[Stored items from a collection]

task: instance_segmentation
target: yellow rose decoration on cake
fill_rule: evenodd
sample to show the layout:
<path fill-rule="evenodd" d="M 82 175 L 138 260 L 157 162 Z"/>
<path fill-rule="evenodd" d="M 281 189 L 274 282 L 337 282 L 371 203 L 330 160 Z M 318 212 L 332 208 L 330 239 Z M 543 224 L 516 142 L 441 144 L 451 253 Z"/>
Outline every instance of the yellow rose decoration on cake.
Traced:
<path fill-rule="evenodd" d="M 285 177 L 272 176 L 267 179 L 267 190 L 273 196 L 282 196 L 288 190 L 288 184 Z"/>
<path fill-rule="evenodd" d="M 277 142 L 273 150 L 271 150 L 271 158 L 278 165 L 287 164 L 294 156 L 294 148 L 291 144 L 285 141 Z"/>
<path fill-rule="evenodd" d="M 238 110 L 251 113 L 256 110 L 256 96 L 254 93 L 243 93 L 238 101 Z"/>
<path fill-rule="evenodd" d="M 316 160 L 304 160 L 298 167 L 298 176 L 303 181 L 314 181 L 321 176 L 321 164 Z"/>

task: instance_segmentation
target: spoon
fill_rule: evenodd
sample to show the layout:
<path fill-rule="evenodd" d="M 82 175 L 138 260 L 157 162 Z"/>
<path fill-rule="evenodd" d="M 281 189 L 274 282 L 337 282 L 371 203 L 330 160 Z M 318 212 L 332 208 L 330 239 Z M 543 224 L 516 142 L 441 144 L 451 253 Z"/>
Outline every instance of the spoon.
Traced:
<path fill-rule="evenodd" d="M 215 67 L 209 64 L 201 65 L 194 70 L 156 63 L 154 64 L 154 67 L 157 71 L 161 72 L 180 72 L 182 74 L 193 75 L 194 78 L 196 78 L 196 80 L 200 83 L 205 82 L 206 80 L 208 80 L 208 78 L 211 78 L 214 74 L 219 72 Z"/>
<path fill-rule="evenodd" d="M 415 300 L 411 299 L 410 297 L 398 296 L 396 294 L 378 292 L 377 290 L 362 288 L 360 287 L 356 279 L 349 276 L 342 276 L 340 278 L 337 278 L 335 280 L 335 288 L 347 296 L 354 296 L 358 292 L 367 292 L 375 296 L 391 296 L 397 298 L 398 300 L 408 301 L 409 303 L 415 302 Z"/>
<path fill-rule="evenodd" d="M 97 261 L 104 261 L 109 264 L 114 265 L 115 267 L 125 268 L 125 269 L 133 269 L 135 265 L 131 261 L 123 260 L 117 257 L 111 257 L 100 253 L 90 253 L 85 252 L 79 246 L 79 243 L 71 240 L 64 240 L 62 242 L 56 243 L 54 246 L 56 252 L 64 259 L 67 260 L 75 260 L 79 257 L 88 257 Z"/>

● **THE PROBLEM**:
Identify every line of the items that contains the string "Outline", treating uppercase and lowercase as different, and copy each of those lines.

● **WRITTEN SOLUTION**:
Outline every instance of the yellow rose decoration on cake.
Outline every instance of the spoon.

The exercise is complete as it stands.